___ DATA EXCERPTS ___

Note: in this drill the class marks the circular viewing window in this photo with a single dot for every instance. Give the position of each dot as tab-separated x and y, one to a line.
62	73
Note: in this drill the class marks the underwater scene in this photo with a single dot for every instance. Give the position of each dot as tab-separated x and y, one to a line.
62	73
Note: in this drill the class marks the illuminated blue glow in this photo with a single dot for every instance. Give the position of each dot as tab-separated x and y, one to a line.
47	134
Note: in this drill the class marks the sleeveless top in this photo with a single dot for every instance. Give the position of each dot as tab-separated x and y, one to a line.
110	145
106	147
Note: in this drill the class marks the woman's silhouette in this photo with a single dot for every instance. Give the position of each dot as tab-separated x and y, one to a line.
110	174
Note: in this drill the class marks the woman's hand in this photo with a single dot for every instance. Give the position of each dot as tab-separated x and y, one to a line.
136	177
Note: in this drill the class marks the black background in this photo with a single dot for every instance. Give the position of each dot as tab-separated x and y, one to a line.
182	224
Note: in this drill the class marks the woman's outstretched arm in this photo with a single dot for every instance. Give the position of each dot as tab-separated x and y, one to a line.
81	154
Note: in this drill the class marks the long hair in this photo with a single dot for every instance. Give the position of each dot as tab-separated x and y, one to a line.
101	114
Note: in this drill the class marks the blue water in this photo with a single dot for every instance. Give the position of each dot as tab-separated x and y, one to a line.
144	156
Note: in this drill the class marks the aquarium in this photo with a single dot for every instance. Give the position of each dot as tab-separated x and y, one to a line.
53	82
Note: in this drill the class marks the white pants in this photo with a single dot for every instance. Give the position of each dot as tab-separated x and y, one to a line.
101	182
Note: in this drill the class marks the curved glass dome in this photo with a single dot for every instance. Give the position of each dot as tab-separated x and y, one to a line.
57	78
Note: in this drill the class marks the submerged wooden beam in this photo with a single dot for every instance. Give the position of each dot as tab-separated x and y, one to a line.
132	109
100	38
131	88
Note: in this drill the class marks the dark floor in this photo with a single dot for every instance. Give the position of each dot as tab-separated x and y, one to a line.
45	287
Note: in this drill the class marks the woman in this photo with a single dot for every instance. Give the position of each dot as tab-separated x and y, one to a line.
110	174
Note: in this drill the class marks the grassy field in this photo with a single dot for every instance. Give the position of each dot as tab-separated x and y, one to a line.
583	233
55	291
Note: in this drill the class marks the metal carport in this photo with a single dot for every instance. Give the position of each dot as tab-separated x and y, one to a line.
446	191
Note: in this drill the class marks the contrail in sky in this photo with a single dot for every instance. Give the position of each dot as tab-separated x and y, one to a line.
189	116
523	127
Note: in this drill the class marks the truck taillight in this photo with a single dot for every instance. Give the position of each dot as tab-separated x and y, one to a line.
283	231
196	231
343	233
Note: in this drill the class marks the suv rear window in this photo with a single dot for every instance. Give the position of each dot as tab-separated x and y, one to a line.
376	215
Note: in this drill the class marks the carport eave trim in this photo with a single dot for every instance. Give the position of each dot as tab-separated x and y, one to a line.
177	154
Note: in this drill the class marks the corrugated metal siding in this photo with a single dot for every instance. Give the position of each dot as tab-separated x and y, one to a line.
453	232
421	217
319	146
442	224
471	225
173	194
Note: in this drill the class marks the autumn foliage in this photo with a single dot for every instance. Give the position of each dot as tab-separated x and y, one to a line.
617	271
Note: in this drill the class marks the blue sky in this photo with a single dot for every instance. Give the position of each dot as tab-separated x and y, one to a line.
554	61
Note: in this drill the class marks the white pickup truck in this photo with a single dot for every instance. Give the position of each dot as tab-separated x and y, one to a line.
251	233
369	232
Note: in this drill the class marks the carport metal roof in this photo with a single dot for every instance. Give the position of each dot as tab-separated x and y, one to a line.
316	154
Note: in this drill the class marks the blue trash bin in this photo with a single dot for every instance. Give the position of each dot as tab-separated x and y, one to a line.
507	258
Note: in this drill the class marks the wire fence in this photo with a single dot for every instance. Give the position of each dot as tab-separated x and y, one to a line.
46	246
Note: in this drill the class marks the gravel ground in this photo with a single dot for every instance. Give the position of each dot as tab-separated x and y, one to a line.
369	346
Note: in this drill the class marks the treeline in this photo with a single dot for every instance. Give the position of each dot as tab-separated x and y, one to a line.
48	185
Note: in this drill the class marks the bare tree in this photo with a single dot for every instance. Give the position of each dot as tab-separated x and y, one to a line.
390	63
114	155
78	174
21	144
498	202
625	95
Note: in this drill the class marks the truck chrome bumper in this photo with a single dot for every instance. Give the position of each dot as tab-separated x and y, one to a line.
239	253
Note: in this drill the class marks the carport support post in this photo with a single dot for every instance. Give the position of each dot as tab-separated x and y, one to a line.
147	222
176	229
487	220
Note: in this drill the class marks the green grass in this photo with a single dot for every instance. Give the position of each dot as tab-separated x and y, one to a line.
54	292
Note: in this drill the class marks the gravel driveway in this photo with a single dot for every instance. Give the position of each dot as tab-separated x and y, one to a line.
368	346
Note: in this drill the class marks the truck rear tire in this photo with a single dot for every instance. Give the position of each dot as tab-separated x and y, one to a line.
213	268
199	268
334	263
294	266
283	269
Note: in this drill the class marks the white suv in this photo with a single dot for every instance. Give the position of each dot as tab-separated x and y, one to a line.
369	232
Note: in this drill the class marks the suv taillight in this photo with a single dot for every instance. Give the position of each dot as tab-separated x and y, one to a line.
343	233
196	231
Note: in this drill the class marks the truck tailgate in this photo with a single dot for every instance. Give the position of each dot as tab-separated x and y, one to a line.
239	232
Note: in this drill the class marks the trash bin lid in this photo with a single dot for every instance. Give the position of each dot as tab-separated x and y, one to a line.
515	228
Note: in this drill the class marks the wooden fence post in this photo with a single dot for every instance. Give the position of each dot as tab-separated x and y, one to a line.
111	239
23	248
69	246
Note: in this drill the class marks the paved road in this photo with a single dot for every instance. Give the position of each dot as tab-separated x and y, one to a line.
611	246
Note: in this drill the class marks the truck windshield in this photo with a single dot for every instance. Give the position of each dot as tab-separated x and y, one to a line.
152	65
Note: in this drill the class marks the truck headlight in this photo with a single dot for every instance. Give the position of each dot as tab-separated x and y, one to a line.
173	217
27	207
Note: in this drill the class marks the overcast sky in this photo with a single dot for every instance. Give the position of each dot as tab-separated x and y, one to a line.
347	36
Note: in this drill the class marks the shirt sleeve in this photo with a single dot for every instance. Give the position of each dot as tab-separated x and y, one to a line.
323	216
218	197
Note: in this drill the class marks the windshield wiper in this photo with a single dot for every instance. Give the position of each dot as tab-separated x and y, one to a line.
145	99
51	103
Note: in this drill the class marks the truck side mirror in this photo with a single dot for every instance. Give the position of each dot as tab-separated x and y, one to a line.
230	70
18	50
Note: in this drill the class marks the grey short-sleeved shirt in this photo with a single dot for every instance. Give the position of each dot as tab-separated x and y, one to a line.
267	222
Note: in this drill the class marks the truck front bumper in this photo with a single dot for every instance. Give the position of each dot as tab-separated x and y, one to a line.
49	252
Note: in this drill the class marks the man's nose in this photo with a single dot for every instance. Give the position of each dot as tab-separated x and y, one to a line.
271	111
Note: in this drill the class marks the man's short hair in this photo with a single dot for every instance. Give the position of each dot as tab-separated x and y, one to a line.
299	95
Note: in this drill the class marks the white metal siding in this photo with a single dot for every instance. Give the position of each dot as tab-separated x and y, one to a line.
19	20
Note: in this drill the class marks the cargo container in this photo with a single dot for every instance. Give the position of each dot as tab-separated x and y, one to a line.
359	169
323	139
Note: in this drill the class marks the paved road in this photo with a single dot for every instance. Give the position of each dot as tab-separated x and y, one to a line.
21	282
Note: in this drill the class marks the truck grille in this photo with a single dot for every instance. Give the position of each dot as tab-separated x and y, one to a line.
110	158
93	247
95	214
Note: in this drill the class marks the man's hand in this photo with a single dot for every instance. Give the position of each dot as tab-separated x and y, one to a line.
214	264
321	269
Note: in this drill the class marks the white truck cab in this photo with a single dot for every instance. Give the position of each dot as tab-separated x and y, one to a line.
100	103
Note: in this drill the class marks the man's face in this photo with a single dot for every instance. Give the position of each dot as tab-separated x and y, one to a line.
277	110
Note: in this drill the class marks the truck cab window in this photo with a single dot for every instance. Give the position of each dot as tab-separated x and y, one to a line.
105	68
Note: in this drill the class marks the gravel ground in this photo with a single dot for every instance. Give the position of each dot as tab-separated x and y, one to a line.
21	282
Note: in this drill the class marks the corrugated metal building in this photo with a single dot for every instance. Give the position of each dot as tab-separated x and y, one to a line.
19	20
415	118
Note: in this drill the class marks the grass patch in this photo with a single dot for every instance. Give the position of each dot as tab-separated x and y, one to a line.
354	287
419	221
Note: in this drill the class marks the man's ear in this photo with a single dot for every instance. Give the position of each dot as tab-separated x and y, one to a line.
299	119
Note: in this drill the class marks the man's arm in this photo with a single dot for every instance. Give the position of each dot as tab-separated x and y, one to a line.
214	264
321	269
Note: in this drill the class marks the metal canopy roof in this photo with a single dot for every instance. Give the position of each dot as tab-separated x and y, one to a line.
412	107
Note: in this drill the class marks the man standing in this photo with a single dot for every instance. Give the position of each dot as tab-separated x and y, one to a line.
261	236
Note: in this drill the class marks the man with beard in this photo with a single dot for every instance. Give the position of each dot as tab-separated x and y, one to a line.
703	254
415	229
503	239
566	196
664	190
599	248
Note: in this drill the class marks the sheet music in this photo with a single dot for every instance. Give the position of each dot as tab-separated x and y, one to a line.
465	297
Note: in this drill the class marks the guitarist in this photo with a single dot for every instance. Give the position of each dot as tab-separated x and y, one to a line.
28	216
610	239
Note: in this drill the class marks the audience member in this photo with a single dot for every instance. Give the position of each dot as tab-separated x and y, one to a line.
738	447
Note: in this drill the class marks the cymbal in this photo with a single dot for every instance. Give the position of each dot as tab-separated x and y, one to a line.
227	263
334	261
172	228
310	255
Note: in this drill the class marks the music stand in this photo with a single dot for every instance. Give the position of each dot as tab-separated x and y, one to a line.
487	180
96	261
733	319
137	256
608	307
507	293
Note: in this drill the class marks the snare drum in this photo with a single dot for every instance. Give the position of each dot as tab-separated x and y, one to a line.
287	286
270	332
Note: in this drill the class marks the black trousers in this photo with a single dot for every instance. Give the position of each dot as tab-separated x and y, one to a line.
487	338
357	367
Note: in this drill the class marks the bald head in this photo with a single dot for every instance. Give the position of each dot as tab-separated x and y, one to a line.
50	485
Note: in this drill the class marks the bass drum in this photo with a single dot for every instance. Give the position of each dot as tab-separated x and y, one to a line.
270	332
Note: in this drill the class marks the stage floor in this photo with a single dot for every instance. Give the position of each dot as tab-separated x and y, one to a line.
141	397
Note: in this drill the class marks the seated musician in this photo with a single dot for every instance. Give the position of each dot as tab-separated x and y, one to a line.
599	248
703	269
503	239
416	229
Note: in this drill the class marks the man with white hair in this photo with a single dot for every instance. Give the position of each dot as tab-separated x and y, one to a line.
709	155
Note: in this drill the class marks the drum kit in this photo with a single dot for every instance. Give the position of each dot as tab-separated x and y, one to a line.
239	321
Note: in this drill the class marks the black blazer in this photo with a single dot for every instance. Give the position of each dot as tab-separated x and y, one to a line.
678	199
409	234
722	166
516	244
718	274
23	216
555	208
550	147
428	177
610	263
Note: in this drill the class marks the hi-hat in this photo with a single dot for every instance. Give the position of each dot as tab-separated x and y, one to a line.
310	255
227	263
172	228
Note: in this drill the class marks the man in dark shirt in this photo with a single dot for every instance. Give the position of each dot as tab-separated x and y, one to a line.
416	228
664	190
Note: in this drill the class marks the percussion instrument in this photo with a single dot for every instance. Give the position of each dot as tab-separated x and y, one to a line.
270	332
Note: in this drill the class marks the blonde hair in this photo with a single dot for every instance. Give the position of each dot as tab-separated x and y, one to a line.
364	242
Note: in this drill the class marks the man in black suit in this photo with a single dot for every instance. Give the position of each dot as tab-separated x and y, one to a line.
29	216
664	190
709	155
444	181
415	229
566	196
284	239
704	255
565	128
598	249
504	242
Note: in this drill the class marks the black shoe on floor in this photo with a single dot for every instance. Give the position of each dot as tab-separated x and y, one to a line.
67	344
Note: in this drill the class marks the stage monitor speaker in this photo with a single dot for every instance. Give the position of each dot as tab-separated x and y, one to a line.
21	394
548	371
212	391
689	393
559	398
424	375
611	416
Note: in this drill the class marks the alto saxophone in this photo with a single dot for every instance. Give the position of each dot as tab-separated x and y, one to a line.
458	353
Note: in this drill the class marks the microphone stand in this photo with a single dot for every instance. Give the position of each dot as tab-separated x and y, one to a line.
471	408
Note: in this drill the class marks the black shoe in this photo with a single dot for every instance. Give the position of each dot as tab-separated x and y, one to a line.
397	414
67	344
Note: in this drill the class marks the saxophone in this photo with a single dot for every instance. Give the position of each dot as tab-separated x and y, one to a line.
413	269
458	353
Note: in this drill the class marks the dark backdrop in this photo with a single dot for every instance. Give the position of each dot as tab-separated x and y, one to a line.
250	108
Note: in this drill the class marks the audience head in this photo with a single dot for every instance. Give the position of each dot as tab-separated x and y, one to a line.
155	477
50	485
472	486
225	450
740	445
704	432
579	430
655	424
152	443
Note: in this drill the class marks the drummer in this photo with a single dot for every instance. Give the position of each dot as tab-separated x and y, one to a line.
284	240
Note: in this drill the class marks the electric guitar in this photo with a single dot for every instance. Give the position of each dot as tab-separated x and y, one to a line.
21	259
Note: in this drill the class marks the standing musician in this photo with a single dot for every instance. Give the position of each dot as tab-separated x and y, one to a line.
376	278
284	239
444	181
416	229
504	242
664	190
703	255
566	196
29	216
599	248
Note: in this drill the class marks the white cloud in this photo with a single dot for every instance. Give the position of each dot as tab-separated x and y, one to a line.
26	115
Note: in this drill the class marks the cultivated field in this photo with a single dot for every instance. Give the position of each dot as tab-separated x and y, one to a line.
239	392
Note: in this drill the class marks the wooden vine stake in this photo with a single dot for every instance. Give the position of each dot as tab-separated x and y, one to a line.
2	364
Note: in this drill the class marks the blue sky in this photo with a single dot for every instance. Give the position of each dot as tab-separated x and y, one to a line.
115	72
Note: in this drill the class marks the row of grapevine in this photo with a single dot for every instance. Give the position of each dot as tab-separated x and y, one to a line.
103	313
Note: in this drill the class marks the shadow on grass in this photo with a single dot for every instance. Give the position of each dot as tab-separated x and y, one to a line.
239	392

___

## INSTRUCTIONS TO FOLLOW
Copy verbatim every line of the material from the line containing "Note: in this drill the class marks the row" through the final line, both included.

## SOLUTION
Note: in this drill the class marks the row of grapevine in this photo with a single dot for every instance. Give the position of each dot as tab-separated x and y, one to a line.
103	313
Note: in this drill the class marks the shadow on grass in this photo with a single dot for every instance. Give the position of each dot as tab-separated x and y, one to a line.
239	392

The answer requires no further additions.